EXTRACTED MATERIAL:
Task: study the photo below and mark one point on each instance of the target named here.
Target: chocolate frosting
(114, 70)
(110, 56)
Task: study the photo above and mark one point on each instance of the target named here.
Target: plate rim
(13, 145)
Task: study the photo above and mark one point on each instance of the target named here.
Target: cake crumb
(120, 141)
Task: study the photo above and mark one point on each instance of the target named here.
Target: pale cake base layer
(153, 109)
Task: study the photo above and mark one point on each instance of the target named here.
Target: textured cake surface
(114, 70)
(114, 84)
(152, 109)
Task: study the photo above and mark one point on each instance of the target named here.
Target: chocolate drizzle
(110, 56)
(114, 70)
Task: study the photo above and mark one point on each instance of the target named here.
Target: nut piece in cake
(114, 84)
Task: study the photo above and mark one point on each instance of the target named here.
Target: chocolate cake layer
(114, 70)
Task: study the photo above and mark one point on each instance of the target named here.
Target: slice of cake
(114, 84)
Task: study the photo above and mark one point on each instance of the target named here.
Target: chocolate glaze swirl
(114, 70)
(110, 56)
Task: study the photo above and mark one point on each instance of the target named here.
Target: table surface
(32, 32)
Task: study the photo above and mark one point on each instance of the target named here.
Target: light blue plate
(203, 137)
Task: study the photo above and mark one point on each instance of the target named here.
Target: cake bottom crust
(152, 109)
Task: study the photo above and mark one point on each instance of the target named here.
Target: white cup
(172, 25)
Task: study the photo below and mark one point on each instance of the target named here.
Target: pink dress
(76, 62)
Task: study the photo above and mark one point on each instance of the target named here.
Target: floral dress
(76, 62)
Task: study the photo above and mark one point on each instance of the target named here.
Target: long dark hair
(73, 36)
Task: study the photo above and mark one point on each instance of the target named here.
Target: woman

* * *

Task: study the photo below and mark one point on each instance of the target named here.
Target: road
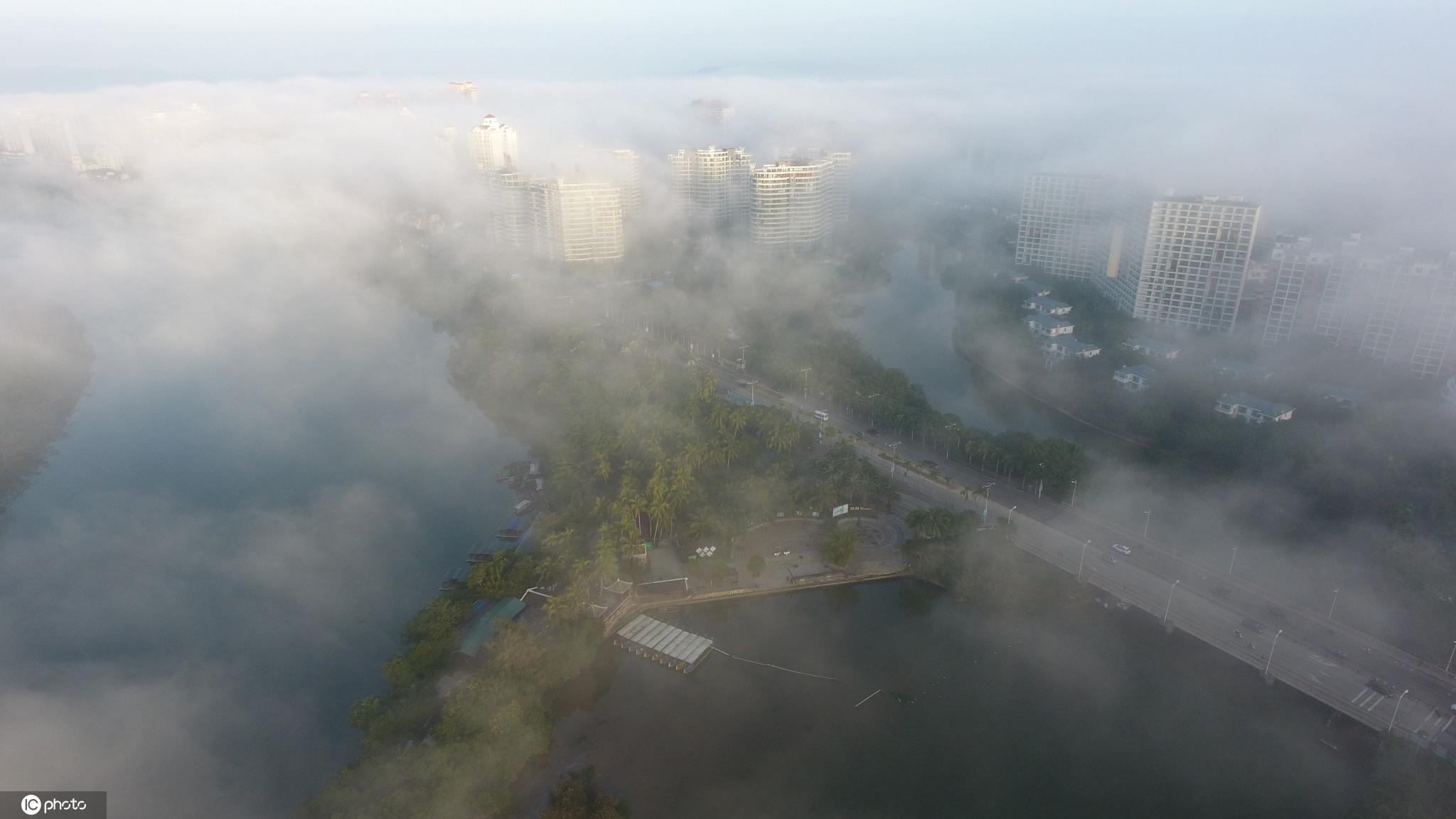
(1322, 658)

...

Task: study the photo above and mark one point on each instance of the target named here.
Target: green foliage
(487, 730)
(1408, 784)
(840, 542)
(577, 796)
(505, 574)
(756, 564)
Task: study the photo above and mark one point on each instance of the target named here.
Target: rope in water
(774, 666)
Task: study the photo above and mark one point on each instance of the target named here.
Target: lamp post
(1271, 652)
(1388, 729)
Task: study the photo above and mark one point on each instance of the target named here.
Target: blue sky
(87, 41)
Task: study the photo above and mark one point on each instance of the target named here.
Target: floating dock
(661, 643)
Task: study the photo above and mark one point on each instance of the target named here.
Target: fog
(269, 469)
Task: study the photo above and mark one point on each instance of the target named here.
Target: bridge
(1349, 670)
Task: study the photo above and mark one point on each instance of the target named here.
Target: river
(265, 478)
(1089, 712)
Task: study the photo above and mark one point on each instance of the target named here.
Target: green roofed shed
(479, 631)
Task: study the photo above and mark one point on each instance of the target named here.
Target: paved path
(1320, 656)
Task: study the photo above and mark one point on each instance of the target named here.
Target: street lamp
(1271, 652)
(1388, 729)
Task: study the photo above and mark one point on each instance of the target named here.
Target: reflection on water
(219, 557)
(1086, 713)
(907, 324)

GOAL:
Pull out every line of the items above that contains the word "blue", matching case exactly.

SOLUTION BELOW:
Target: light blue plate
Target: blue sky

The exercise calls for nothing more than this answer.